### Selected passage:
Stem cells are typified by their ability to differentiate into a wide range of specific cell types, including nerve cells, brain cells, and other cells that do not typically regenerate in the human body. This pluripotency holds great promise for regenerative medicine, possibly enabling the repair of damaged or defective tissues in adults and children. A great promise for stem cells is the production of very large quantities of stem cells differentiated into new heart muscle cells, skin cells, nerve cells, or other types of cells that are needed to repair these tissues.
Controlling what type of cells stem cells differentiate into, and separating those that have differentiated into distinct types, from those that have not differentiated, is a key element in using stem cells as therapeutic elements. Control is typically explored using a wide range of different chemical and physical environments, and is proving a highly complex and challenging area of research. Distinguishing and purifying the results of these control experiments, both in research and in possible clinical application, will clearly be a significant and important part of the eventual therapeutic use of stem cells.

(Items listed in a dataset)
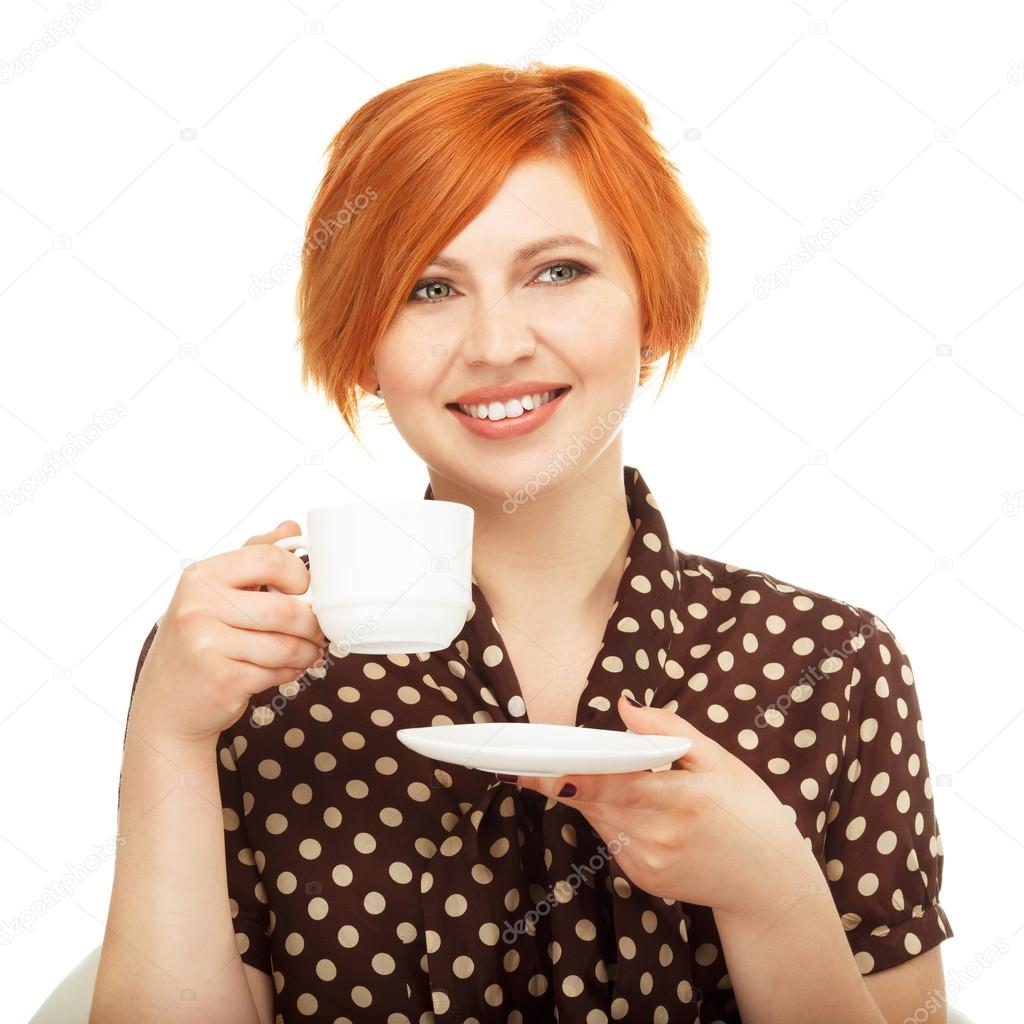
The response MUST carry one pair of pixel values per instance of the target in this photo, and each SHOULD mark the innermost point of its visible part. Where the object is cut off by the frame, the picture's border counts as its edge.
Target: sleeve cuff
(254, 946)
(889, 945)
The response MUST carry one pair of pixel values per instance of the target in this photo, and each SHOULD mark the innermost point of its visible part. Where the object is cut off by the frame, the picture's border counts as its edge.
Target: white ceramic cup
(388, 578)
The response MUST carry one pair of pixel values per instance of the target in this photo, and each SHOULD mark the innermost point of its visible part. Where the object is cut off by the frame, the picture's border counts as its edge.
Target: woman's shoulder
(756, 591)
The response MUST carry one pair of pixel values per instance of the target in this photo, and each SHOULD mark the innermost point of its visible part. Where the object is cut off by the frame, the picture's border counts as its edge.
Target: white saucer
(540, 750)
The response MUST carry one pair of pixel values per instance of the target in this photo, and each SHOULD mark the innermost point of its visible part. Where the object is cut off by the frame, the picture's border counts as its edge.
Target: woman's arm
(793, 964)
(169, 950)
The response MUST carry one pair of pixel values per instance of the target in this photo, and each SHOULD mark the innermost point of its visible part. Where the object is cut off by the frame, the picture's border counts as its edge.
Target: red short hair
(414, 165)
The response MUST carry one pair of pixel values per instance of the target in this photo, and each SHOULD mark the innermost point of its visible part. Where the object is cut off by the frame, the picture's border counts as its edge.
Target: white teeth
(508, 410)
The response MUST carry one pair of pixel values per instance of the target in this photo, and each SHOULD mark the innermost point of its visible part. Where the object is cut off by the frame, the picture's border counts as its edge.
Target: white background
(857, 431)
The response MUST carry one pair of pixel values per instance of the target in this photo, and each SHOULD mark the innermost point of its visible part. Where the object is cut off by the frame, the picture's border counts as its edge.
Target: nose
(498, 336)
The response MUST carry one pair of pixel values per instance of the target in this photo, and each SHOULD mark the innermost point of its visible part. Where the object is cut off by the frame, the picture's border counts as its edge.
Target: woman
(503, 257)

### Required work:
a. In the passage on stem cells, what term is used for the ability of stem cells to differentiate into a wide range of specific cell types?
b. Duplicate the part of the passage on stem cells starting with "Controlling what type" and going on through "of stem cells.".
Rely only on the passage on stem cells.

### Answers provided:
a. Pluripotency.

b.
Controlling what type of cells stem cells differentiate into, and separating those that have differentiated into distinct types, from those that have not differentiated, is a key element in using stem cells as therapeutic elements. Control is typically explored using a wide range of different chemical and physical environments, and is proving a highly complex and challenging area of research. Distinguishing and purifying the results of these control experiments, both in research and in possible clinical application, will clearly be a significant and important part of the eventual therapeutic use of stem cells.